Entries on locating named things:
_ _ _ _ _ _ _
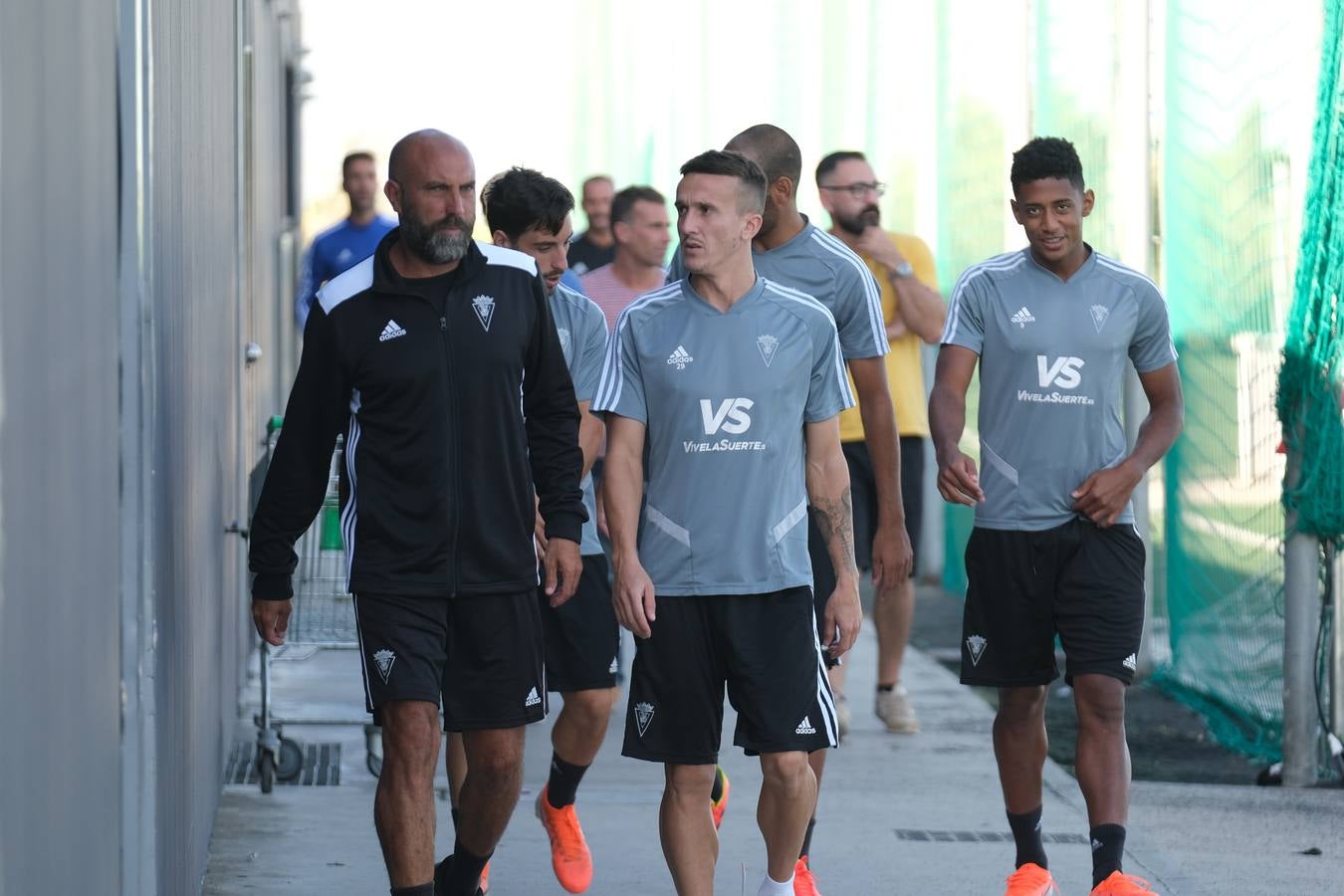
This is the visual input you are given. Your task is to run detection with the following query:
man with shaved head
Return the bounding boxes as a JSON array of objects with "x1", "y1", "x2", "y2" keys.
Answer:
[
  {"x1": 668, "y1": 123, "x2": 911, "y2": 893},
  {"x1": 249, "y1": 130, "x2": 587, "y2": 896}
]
_ _ _ _ _ _ _
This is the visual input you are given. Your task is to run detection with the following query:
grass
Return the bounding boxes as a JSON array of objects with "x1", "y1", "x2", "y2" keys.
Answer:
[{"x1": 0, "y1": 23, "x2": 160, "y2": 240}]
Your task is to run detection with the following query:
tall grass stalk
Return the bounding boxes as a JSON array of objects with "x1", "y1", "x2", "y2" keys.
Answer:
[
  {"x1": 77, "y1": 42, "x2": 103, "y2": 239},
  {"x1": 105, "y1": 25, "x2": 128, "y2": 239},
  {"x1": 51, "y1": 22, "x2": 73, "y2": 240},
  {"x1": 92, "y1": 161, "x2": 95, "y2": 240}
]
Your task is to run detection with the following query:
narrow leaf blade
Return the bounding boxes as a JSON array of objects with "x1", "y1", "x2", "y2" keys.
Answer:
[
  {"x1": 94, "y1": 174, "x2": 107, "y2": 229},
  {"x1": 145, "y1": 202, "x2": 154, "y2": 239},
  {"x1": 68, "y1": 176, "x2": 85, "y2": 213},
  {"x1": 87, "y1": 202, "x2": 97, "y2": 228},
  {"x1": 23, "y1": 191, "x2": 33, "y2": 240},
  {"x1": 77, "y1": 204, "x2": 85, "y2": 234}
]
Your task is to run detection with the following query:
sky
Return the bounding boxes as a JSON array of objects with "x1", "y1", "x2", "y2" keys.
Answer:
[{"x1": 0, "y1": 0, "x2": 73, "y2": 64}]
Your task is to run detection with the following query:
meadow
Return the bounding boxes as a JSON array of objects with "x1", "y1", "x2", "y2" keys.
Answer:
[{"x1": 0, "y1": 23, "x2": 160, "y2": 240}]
_ _ _ _ _ _ _
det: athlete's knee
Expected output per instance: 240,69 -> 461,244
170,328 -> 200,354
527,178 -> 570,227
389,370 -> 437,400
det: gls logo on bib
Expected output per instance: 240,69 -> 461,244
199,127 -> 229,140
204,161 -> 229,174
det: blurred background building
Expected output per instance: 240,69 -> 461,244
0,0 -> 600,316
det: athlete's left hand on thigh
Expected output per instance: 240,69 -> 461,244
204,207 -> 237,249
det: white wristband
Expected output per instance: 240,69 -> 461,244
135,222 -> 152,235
_ _ _ _ _ _ _
*Task details*.
Rewrite the stretch from the line containing "det: blurred background building" through the line containing "135,222 -> 152,235", with "wristband" swapped for "armband" and every other character left as it is.

*Expected output*.
det: blurred background building
Expected output per instance: 240,69 -> 461,244
0,0 -> 600,316
det: athlete's left hand on thigh
Expected output per instance: 240,69 -> 461,244
204,207 -> 237,249
det: white armband
Expected output per instance: 240,69 -> 461,244
135,222 -> 152,235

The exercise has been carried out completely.